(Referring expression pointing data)
BEGIN
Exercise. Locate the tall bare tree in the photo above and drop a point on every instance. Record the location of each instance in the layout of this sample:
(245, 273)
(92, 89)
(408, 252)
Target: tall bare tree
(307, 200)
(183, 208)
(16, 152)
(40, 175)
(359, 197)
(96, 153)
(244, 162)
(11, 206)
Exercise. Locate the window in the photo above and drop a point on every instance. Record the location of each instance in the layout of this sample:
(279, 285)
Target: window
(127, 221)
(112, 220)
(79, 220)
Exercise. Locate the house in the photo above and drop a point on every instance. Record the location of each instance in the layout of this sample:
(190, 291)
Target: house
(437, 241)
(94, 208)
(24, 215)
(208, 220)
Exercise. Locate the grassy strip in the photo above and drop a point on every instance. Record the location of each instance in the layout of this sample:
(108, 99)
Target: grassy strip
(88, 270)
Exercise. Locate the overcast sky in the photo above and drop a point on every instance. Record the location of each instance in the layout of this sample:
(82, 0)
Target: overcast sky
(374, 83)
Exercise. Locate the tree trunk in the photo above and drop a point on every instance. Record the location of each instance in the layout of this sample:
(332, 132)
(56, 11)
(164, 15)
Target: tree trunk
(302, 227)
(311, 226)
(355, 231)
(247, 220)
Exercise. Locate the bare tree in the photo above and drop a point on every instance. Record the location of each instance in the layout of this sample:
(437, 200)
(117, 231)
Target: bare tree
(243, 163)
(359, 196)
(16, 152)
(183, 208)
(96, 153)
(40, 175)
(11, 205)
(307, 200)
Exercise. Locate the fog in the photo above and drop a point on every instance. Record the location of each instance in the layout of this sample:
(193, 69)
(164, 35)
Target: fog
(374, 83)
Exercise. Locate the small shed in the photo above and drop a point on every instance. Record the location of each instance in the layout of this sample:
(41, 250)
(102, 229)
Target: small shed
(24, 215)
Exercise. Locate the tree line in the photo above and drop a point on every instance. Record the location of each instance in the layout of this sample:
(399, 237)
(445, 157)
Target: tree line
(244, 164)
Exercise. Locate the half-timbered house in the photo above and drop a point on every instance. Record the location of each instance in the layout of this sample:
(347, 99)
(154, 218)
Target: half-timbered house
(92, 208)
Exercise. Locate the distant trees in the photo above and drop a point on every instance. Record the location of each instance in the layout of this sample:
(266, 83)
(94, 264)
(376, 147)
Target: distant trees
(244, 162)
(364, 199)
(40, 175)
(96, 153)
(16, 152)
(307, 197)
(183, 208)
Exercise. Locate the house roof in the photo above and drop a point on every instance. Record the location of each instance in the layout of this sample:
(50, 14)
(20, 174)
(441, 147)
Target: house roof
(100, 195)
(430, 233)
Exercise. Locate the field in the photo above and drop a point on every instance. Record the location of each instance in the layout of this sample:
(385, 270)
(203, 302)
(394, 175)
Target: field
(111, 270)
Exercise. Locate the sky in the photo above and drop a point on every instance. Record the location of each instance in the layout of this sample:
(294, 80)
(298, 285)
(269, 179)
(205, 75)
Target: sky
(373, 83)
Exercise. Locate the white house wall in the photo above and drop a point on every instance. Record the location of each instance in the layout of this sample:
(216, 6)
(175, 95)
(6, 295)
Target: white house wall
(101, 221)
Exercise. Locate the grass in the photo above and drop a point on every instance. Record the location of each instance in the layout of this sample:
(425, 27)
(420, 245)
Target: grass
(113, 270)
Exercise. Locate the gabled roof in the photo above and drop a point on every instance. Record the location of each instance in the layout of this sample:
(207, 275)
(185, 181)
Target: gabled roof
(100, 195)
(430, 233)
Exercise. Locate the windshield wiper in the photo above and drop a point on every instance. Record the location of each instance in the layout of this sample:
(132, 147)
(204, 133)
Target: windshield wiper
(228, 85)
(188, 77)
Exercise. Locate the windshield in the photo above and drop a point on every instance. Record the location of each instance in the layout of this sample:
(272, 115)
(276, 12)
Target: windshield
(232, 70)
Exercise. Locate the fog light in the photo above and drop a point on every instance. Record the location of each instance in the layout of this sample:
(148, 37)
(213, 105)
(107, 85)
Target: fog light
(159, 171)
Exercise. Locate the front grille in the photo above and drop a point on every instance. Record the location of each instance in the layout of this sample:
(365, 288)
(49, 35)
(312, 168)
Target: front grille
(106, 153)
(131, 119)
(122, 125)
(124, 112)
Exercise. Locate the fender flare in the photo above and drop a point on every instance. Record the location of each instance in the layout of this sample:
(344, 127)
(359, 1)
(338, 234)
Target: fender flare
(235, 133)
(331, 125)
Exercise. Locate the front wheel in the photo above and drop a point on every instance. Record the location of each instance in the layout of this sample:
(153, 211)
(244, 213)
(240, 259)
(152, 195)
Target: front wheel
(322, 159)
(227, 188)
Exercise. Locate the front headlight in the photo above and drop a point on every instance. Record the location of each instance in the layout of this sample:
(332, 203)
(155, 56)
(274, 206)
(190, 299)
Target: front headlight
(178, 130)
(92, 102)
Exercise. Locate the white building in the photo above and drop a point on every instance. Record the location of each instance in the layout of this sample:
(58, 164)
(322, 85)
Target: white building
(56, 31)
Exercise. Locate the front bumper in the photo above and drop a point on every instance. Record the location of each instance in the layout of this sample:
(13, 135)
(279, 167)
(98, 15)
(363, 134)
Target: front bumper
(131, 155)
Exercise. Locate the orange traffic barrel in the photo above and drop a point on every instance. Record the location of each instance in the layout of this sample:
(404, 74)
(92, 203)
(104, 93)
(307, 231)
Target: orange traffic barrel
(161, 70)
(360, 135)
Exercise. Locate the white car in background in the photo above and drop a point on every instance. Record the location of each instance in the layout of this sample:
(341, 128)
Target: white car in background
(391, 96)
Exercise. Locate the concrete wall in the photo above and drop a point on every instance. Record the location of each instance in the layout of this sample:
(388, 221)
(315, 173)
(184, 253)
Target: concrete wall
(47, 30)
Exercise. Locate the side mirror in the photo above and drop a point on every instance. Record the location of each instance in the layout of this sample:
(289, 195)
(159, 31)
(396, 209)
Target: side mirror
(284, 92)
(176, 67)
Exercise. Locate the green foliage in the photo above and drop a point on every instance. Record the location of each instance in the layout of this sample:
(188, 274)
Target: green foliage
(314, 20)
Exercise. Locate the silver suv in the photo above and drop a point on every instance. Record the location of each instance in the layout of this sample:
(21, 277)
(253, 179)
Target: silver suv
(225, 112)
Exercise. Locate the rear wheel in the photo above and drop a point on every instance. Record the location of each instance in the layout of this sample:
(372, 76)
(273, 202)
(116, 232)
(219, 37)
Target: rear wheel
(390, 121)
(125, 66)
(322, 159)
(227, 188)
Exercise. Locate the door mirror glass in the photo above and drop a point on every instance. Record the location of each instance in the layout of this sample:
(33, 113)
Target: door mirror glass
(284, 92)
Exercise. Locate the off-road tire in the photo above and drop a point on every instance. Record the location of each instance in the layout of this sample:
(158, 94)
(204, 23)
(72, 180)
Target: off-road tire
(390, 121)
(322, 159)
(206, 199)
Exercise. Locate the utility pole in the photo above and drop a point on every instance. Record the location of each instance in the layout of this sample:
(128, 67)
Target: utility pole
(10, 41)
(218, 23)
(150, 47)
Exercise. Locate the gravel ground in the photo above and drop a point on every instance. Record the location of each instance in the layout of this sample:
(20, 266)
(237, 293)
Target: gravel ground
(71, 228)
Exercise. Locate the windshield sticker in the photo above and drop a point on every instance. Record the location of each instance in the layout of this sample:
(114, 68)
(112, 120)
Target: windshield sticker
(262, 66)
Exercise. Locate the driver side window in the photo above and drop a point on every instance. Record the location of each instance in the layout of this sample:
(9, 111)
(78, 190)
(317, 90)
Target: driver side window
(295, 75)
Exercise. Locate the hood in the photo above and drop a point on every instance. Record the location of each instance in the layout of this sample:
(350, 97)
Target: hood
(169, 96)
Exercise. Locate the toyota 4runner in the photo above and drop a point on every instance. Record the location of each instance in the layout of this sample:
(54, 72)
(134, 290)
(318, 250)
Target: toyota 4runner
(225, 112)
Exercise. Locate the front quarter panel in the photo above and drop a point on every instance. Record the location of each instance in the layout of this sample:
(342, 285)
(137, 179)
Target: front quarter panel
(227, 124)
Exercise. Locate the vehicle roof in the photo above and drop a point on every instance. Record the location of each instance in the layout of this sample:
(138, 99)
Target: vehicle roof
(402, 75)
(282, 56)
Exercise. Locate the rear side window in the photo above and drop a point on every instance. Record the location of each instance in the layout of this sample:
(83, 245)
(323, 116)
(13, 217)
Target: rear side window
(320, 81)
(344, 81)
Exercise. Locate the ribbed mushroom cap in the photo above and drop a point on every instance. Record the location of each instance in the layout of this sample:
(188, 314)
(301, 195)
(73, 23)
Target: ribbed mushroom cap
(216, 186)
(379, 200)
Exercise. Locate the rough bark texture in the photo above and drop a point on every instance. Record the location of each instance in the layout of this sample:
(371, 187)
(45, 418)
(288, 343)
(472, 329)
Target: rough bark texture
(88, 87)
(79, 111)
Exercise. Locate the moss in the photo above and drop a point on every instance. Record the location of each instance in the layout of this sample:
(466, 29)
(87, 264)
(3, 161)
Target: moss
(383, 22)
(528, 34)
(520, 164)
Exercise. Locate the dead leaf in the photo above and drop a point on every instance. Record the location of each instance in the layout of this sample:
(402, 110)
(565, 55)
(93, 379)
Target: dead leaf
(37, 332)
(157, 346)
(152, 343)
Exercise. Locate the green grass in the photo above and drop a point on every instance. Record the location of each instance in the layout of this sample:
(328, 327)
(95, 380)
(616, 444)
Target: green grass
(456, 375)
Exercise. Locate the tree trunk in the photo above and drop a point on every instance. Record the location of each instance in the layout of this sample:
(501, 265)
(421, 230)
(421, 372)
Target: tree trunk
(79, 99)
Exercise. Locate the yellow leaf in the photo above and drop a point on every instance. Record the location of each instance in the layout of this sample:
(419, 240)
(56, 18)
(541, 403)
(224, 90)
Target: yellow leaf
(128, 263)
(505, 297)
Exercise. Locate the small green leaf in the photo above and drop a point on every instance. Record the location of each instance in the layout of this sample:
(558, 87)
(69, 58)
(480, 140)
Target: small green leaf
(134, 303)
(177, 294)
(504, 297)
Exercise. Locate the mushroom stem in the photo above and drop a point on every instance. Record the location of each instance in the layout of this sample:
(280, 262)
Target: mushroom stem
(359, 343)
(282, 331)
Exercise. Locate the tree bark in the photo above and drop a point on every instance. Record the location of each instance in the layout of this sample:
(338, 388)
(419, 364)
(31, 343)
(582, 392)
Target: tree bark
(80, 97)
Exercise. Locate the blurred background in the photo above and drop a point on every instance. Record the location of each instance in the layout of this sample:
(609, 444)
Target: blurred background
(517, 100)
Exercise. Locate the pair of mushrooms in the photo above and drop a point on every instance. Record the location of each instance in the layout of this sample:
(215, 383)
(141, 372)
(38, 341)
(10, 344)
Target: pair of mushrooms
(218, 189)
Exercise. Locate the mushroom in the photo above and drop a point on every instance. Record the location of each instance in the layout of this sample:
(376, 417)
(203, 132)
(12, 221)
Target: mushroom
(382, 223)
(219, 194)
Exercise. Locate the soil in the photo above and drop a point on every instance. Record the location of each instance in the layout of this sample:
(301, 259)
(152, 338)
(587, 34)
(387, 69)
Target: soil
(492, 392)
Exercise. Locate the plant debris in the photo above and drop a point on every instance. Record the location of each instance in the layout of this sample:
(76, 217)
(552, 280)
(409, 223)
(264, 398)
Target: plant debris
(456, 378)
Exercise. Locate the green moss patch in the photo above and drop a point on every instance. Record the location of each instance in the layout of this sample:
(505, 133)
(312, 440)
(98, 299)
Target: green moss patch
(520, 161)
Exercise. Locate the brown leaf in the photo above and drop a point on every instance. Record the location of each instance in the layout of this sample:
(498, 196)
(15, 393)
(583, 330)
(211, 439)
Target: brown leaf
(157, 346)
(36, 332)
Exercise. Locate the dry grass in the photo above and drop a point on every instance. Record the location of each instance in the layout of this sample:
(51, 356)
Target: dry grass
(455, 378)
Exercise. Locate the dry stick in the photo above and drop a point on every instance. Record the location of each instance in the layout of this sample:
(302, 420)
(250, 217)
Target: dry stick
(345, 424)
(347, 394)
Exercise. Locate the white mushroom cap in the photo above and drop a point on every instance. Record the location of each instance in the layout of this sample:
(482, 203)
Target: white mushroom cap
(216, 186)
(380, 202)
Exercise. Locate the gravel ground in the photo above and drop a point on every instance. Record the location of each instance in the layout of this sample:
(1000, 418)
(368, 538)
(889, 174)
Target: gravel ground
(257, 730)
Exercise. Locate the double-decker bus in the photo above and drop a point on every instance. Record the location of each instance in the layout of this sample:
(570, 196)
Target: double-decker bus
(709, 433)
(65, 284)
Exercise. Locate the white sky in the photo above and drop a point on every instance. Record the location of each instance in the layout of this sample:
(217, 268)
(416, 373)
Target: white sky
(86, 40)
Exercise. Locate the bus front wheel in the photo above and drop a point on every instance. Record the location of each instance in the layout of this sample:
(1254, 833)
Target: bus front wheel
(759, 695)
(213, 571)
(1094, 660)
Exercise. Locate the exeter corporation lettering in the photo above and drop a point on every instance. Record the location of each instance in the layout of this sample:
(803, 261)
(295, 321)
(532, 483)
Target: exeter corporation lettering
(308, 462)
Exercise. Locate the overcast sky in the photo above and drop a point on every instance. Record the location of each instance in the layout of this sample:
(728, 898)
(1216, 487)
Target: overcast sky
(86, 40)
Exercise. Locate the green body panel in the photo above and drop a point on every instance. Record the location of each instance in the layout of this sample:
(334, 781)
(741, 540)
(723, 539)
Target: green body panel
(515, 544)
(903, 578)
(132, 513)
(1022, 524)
END
What is needed - What should appear is an exact copy of the lines from the one with "Target: white sky" through the end of the entries above, ends included, and no other text.

Output below -
Target: white sky
(86, 40)
Exercise. Locate the bus front wheel in the photo above and drop a point on every instance. Record the location of each instance in the layout of this sample:
(1254, 833)
Target: bus front wheel
(759, 695)
(213, 571)
(1094, 660)
Exercise. Locate the exeter corporation lettering in the photo above and drop a point on every instance. Record the location of each instance in the layout of this sample:
(803, 261)
(295, 321)
(532, 483)
Target: exeter corporation lettering
(308, 462)
Exercise. Locate the overcast sky in the photo above and drop a point on every instance. Record the location of each instance in the layout of this sample:
(728, 898)
(1216, 487)
Target: overcast sky
(86, 40)
Exercise. Locate the green body panel in the photo above and drop a point on every instance. Record the location of each instance in the layout of this sample:
(334, 781)
(741, 540)
(723, 539)
Target: green body panel
(515, 544)
(903, 578)
(132, 513)
(1022, 524)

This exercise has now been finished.